» WRITTEN INSTRUCTION A
In the forum thread about time signature changes, what tempo is the 4/4 riff?

» TEXT PROVIDED
########################################

# Time Signature Change BPM Calculations?



## Default_M (Aug 30, 2009)

I have 2 riffs that I'm trying to record. One in 4/4 at 125bpm, and then I want to go in to the second riff which is 6/8.
I want it just to be a straight change in to the new one at the same speed, but just changing the time signature makes the 6/8 riff too fast.

I apparently need to program the BPM to change at that point as well to a much slower tempo in order for it to be the same speed as 4/4 at 125bpm.

Is there some kind of calculation to do in order to make sure I get the exact perfect tempo?


----------



## AySay (Aug 30, 2009)

what tempo is the 6/8 riff in?


----------



## Mr. Big Noodles (Aug 30, 2009)

This thread looks familiar.

Is the eighth note in 4/4 equivalent to the eighth note in 6/8? Have you considered making it 6/4? Having tempo changes between meter changes is usually not necessary.


----------



## Default_M (Aug 30, 2009)

########################################

» INFORMATION GIVEN
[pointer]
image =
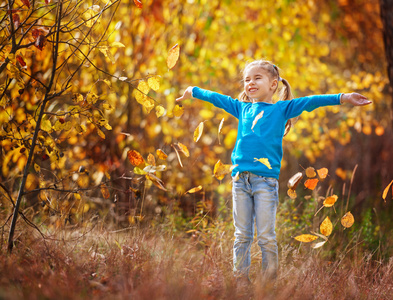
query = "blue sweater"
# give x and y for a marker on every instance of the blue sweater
(262, 137)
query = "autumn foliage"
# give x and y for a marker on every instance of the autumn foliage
(90, 134)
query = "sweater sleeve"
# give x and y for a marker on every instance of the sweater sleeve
(293, 108)
(227, 103)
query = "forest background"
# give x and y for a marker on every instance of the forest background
(91, 134)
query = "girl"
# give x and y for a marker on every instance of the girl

########################################

» WRITTEN INSTRUCTION B
Write out the whole listing line for line, leaving the pictures out of your answer.

» WRITTEN RESPONSE A
125 bpm.

» WRITTEN RESPONSE B
[pointer]
image =
query = "blue sweater"
# give x and y for a marker on every instance of the blue sweater
(262, 137)
query = "autumn foliage"
# give x and y for a marker on every instance of the autumn foliage
(90, 134)
query = "sweater sleeve"
# give x and y for a marker on every instance of the sweater sleeve
(293, 108)
(227, 103)
query = "forest background"
# give x and y for a marker on every instance of the forest background
(91, 134)
query = "girl"
# give x and y for a marker on every instance of the girl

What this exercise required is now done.